** START OF Source **
Locating the Disk Editor Files

If you have Norton SystemWorks, SystemWorks Professional, or Norton Utilities for Windows, you have the Norton Disk Editor. To determine if its installed on your system, look in the Norton Utilities folder under the Program Files folder for the following files:

DISKEDIT.EXE and DISKEDIT.HLP

If you dont find these files on your hard disk, you can run them directly from the Norton installation CD. If you have SystemWorks or SystemWorks Professional, look for the CD folder called, "NU," to locate these files.

DISKEDIT is a DOS command line-based program, and it is designed primarily to access FAT-based file systems such as FAT12 (floppy disks), FAT16 (MS-DOS and early Windows 95 hard disks), and FAT32 (Windows 95B/Windows 98/Me hard disks). You can use DISKEDIT with the NTFS-based file systems usually found in Windows NT, Windows 2000, and Windows XP. Unfortunately, the file viewing functions will work only if you prepared the hard disks with the FAT16 or FAT32 file systems. On the other hand, DISKEDIT works fine as a pure sector editor no matter what file system is used on the drive, and is still extremely useful even on NTFS-format drives.

For example, I recently used DISKEDIT to recover an entire 120GB hard drive that was originally formatted using NTFS under Windows XP. The drive was mounted in a Firewire external enclosure and connected to a system when Windows suddenly was unable to read it, recognizing the drive as new/unformatted and offering to format it instead! All of the files and data seemed lost. This was quite horrifying to the user, a student who had several semesters' worth of multimedia and web design projects stored on the drive.

While he was thinking that the time-honored, "The dog ate my hard drive," excuse probably wouldn't go over well with the professors, I removed the drive from the Firewire enclosure, installed it in a system as a primary master ATA drive, and then booted from a floppy disk containing DISKEDIT. I was able to inspect the master boot record and partition boot sector, and I found that something had overwritten the partition boot sector with zeros. While it would be possible (but tedious) to rebuild a partition boot sector from scratch, there was a much easier way.

Knowing that NTFS stores a duplicate (backup) partition boot sector at the end of the partition, using DISKEDIT I merely selected the last sector of the partition and copied it to the first sector in the partition. After replacing the drive in the Firewire enclosure and reconnecting to the, the entire drive was fully accessible as if nothing had happened. Needless to say the individual who owned the drive (which had an entire semester of school work in multimedia and web design) was elated! The entire operation was less than 5 minutes from zero to hero. <g>

The ability to directly edit any sector anywhere on any drive is powerful, and with that power comes danger. I strongly recommend that you first use Disk Editor with floppy disks you have prepared with non-critical files before you use it with a hard disk or with vital files. Because Disk Editor is a completely manual program, the potential for causing new, and devastating, errors is high.
** END OF Source **
** START OF Data extract **
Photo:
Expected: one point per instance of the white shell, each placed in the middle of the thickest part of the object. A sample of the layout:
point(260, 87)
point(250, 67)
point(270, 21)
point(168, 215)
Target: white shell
** END OF Data extract **
** START OF Data extract **
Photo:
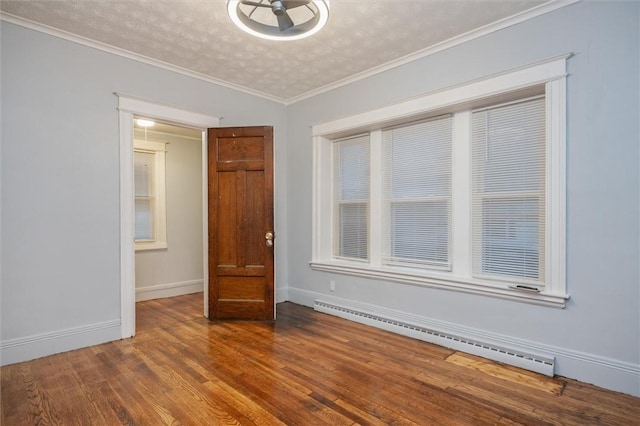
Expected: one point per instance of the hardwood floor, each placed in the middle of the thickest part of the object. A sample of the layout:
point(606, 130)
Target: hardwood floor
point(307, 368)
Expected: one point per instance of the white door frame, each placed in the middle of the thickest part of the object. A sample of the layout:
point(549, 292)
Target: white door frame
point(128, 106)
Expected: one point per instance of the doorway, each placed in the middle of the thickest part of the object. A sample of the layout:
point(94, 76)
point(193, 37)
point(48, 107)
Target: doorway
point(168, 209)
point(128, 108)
** END OF Data extract **
** START OF Data extract **
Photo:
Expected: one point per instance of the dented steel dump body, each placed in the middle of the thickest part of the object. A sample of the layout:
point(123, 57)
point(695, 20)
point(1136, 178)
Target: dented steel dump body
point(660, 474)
** END OF Data extract **
Jobs:
1. In the disk editor text, where does NTFS keep its backup copy of the partition boot sector?
2. Revise the rows from the line containing "Expected: one point per instance of the white door" through the line containing "point(128, 108)", swapping "doorway" for "entryway" and leaving everything else as is. Return only those lines.

Worked answers:
1. At the end of the partition.

2.
Expected: one point per instance of the white door frame, each placed in the middle of the thickest part of the object. A sample of the layout:
point(549, 292)
Target: white door frame
point(128, 106)
Expected: one point per instance of the entryway, each placed in the middle of the thickest part of the object. A sample of the layout:
point(94, 76)
point(193, 37)
point(48, 107)
Target: entryway
point(168, 209)
point(128, 108)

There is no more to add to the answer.